━━━━━ Data excerpts ━━━━━

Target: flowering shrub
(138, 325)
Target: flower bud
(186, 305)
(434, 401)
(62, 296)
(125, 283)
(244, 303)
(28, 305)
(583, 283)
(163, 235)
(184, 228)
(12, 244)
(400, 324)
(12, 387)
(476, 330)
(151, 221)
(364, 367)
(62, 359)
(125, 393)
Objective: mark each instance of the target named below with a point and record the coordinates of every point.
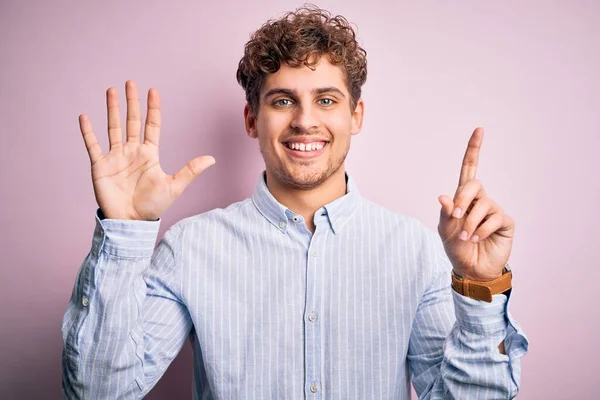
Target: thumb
(445, 226)
(187, 174)
(447, 206)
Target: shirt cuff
(479, 316)
(124, 238)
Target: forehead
(303, 79)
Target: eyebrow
(288, 92)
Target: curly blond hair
(299, 38)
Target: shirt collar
(338, 212)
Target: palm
(128, 181)
(478, 259)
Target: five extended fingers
(134, 121)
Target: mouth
(305, 150)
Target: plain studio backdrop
(527, 72)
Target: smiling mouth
(305, 147)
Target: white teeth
(305, 147)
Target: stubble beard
(307, 180)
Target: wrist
(483, 290)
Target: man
(305, 290)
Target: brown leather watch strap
(482, 290)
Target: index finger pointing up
(471, 158)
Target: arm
(125, 322)
(453, 348)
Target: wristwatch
(483, 290)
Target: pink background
(527, 73)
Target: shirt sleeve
(453, 348)
(125, 321)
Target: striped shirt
(356, 310)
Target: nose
(304, 119)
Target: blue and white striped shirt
(353, 311)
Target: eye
(326, 102)
(282, 103)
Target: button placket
(313, 328)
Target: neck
(306, 202)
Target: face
(304, 124)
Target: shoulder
(218, 216)
(391, 220)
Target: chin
(304, 179)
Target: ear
(357, 116)
(250, 121)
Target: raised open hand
(476, 233)
(128, 181)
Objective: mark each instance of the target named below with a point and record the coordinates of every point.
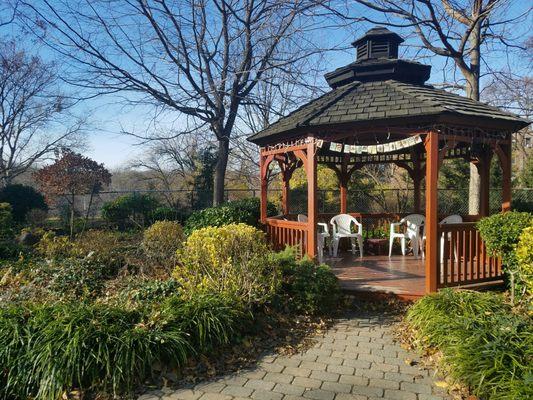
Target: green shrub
(306, 288)
(6, 222)
(130, 210)
(78, 279)
(500, 232)
(228, 259)
(46, 350)
(165, 213)
(245, 211)
(22, 199)
(162, 240)
(484, 344)
(107, 247)
(524, 257)
(54, 247)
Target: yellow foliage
(229, 259)
(524, 256)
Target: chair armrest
(359, 227)
(324, 226)
(394, 225)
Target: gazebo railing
(465, 259)
(284, 231)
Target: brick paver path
(356, 359)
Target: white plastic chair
(450, 219)
(413, 223)
(320, 236)
(342, 227)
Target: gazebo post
(343, 185)
(285, 190)
(417, 180)
(264, 185)
(506, 177)
(431, 228)
(484, 175)
(312, 212)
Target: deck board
(400, 275)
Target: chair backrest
(342, 223)
(413, 223)
(452, 219)
(302, 218)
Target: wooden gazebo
(379, 110)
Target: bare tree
(466, 32)
(34, 118)
(200, 58)
(514, 93)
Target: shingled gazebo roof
(385, 91)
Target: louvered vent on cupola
(378, 42)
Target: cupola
(377, 60)
(378, 42)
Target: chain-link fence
(365, 201)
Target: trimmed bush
(245, 211)
(483, 343)
(162, 240)
(501, 233)
(306, 288)
(46, 350)
(524, 257)
(6, 221)
(22, 199)
(131, 210)
(54, 247)
(228, 259)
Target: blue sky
(107, 145)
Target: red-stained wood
(432, 240)
(504, 155)
(264, 187)
(312, 206)
(467, 256)
(484, 175)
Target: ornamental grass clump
(48, 350)
(484, 344)
(230, 259)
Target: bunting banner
(377, 148)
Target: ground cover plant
(485, 343)
(100, 313)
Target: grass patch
(484, 343)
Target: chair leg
(360, 242)
(335, 241)
(415, 245)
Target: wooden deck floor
(399, 275)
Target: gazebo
(380, 110)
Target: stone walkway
(356, 359)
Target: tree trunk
(72, 216)
(472, 92)
(220, 171)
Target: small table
(376, 247)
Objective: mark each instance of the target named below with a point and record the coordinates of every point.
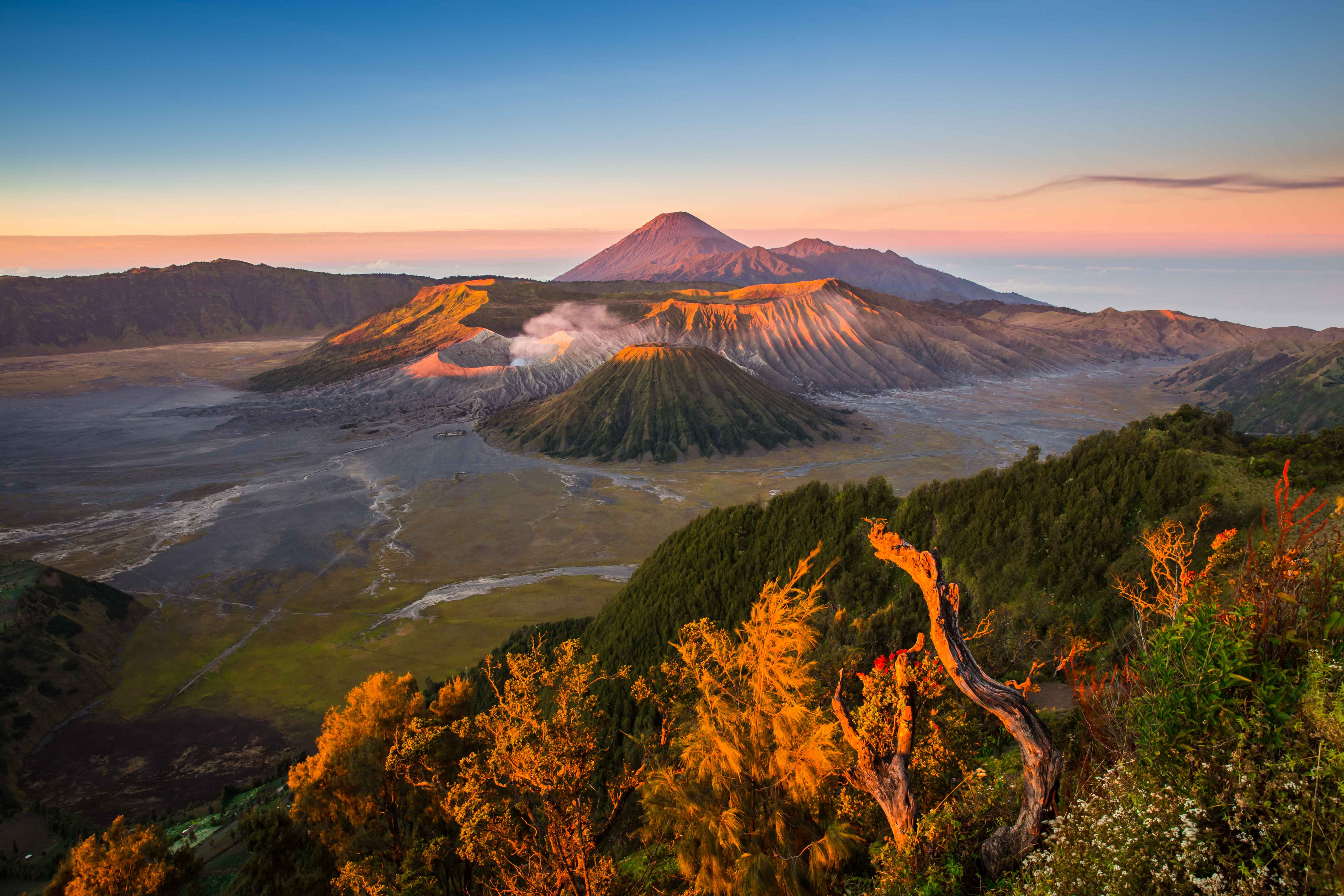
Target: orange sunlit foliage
(124, 862)
(755, 760)
(529, 802)
(1097, 695)
(1283, 582)
(347, 795)
(1174, 582)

━━━━━

Your objective: Exclude the pictures and give back the rest of the data above exactly as written.

Answer:
Target: flowering shrub
(138, 325)
Target: flower bud
(186, 305)
(434, 401)
(62, 296)
(125, 283)
(244, 303)
(28, 305)
(583, 283)
(163, 235)
(184, 228)
(12, 244)
(400, 324)
(12, 387)
(476, 330)
(151, 221)
(364, 367)
(62, 359)
(125, 393)
Objective: mark each instance of the target named below with a point and record the coordinates of every point.
Target: thumb
(445, 226)
(187, 174)
(447, 206)
Target: shirt cuff
(479, 316)
(124, 238)
Target: forehead
(303, 79)
Target: eyebrow
(288, 92)
Target: curly blond hair
(299, 38)
Target: shirt collar
(338, 212)
Target: palm
(128, 181)
(478, 259)
Target: five extended fingers
(134, 121)
Target: mouth
(305, 150)
Target: plain studio backdrop
(527, 72)
Target: smiling mouth
(305, 147)
Target: white teeth
(305, 147)
Target: stubble beard
(307, 180)
Target: wrist
(483, 290)
Target: man
(305, 290)
Target: brown leather watch strap
(482, 290)
Target: index finger pointing up
(471, 158)
Target: arm
(125, 322)
(453, 348)
Target: wristwatch
(483, 290)
Target: pink background
(527, 73)
Target: shirt sleeve
(453, 348)
(125, 321)
Target: striped shirt
(356, 310)
Target: nose
(304, 119)
Target: blue and white striped shirt
(353, 311)
Target: eye
(326, 102)
(282, 103)
Target: button placket
(313, 328)
Target: neck
(306, 202)
Target: face
(304, 124)
Target: shoulder
(218, 216)
(391, 220)
Target: chin
(304, 179)
Target: ear
(357, 116)
(250, 121)
Target: raised open hand
(476, 233)
(128, 181)
Objective: mark each instance of the target named below with a point and record the coordinates of every point.
Target: green shrub
(306, 288)
(6, 222)
(130, 210)
(78, 279)
(500, 232)
(228, 259)
(46, 350)
(165, 213)
(245, 211)
(22, 199)
(162, 240)
(484, 344)
(107, 247)
(524, 257)
(54, 247)
Target: yellow foliage
(229, 259)
(524, 256)
Target: chair armrest
(359, 227)
(324, 226)
(394, 225)
Target: gazebo railing
(465, 259)
(284, 231)
Target: brick paver path
(356, 359)
Target: white plastic chair
(450, 219)
(413, 223)
(320, 236)
(342, 227)
Target: gazebo post
(343, 185)
(285, 190)
(417, 180)
(264, 185)
(506, 177)
(431, 228)
(484, 175)
(312, 212)
Target: deck board
(400, 275)
Target: chair backrest
(342, 223)
(413, 223)
(452, 219)
(302, 218)
Target: wooden gazebo
(379, 110)
Target: bare tree
(466, 32)
(34, 118)
(200, 58)
(514, 93)
Target: shingled gazebo roof
(385, 91)
Target: louvered vent on cupola
(378, 42)
Target: cupola
(377, 60)
(378, 42)
Target: chain-link fence
(365, 201)
Target: trimmed bush
(245, 211)
(483, 343)
(162, 240)
(501, 233)
(306, 288)
(46, 350)
(524, 257)
(6, 221)
(22, 199)
(131, 210)
(54, 247)
(228, 259)
Target: blue sky
(107, 145)
Target: red-stained wood
(432, 240)
(504, 155)
(264, 187)
(312, 206)
(467, 256)
(484, 175)
Target: ornamental grass clump
(48, 350)
(484, 344)
(230, 259)
Target: bunting banner
(377, 148)
Target: ground cover plant
(485, 343)
(100, 313)
Target: grass patch
(484, 343)
Target: chair leg
(360, 242)
(335, 241)
(415, 245)
Target: wooden deck floor
(399, 275)
Target: gazebo
(380, 110)
Target: stone walkway
(356, 359)
Target: tree trunk
(72, 216)
(472, 92)
(220, 171)
Target: small table
(376, 247)
Objective: mark each instance of the target named below with a point and record the coordinates of every point.
Target: orange sunlit foliage
(124, 862)
(755, 760)
(529, 802)
(1097, 695)
(1283, 582)
(347, 795)
(1174, 582)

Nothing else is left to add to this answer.